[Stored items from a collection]
::::::::
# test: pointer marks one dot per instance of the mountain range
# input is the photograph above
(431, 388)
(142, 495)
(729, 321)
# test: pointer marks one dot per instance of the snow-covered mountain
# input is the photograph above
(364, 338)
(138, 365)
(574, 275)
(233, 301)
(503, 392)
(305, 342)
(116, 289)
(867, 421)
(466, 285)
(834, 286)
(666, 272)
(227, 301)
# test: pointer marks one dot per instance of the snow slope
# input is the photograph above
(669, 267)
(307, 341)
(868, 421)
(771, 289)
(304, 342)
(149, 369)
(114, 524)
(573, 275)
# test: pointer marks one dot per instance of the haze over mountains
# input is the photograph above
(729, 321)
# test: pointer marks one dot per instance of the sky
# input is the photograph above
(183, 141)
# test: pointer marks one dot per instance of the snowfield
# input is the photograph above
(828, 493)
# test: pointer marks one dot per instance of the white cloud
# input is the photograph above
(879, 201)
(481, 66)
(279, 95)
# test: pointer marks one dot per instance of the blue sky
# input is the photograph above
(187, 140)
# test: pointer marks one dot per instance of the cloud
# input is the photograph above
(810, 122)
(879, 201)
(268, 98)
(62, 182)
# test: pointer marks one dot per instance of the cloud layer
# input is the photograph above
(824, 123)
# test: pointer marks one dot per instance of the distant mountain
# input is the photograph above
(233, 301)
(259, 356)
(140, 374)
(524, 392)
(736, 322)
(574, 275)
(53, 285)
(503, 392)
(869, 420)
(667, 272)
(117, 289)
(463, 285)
::::::::
Your instructions: For each line in the records that holds "cloud", show that line as it stands.

Answer below:
# test: pointer marks one dot per instance of the white cloud
# test: pointer marks one dot per instance of the cloud
# test: pointer marks one dot per instance of the cloud layer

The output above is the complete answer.